Goal of the exercise:
Output the data as it stands. Each line must match exactly.

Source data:
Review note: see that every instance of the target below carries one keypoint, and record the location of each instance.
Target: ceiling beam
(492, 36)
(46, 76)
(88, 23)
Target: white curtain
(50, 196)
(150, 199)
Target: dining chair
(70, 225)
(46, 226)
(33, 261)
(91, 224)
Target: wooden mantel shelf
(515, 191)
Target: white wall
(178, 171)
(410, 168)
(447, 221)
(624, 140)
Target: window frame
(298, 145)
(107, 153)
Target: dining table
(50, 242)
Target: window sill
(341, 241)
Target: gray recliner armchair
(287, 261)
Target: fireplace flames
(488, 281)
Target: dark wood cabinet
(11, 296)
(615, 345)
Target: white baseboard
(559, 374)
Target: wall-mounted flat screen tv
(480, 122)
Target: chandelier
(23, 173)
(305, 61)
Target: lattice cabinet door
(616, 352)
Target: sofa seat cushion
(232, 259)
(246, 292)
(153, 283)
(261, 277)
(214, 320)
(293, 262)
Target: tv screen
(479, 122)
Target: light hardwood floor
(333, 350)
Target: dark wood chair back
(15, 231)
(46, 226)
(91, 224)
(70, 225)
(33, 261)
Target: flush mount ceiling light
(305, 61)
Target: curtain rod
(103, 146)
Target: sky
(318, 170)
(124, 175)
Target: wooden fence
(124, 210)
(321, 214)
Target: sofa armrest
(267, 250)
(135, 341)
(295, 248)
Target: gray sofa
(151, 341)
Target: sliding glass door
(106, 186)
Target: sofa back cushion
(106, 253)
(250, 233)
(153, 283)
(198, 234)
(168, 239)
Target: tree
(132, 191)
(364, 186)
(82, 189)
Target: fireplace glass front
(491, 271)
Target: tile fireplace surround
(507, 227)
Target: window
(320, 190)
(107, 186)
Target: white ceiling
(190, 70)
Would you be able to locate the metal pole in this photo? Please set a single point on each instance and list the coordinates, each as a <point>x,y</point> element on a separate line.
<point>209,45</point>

Answer section:
Review note: see that every instance of the target below carries one keypoint, and record the location of each instance.
Target: ceiling beam
(492, 36)
(46, 76)
(88, 23)
Target: white curtain
(50, 196)
(150, 199)
Target: dining chair
(70, 225)
(46, 226)
(33, 261)
(91, 224)
Target: wooden mantel shelf
(515, 191)
Target: white wall
(178, 171)
(410, 168)
(447, 221)
(624, 140)
Target: window frame
(298, 145)
(107, 153)
Target: dining table
(50, 242)
Target: window sill
(341, 241)
Target: gray recliner armchair
(287, 261)
Target: fireplace flames
(488, 281)
Target: dark wood cabinet
(11, 296)
(615, 345)
Target: white baseboard
(559, 374)
Target: wall-mounted flat screen tv
(480, 122)
Target: chandelier
(23, 173)
(305, 61)
Target: lattice cabinet door
(616, 352)
Target: sofa seat cushion
(232, 259)
(246, 292)
(153, 283)
(261, 277)
(214, 320)
(293, 262)
Target: tv screen
(479, 122)
Target: light hardwood floor
(333, 350)
Target: dark wood chair back
(15, 231)
(46, 226)
(91, 224)
(70, 225)
(33, 261)
Target: flush mount ceiling light
(305, 61)
Target: curtain rod
(103, 146)
Target: sky
(318, 170)
(124, 175)
Target: wooden fence
(124, 210)
(321, 214)
Target: sofa armrest
(267, 250)
(135, 341)
(295, 248)
Target: gray sofa
(151, 341)
Target: sliding glass door
(106, 186)
Target: sofa back cushion
(106, 253)
(250, 233)
(153, 283)
(198, 234)
(168, 239)
Target: tree
(132, 191)
(364, 186)
(82, 189)
Target: fireplace glass front
(491, 271)
Target: tile fireplace surround
(507, 227)
Target: window
(320, 190)
(107, 186)
Target: white ceiling
(190, 70)
Would you be able to locate the metal pole in this photo? Please set a single point on each instance and list the coordinates, each as a <point>x,y</point> element on a separate line.
<point>209,45</point>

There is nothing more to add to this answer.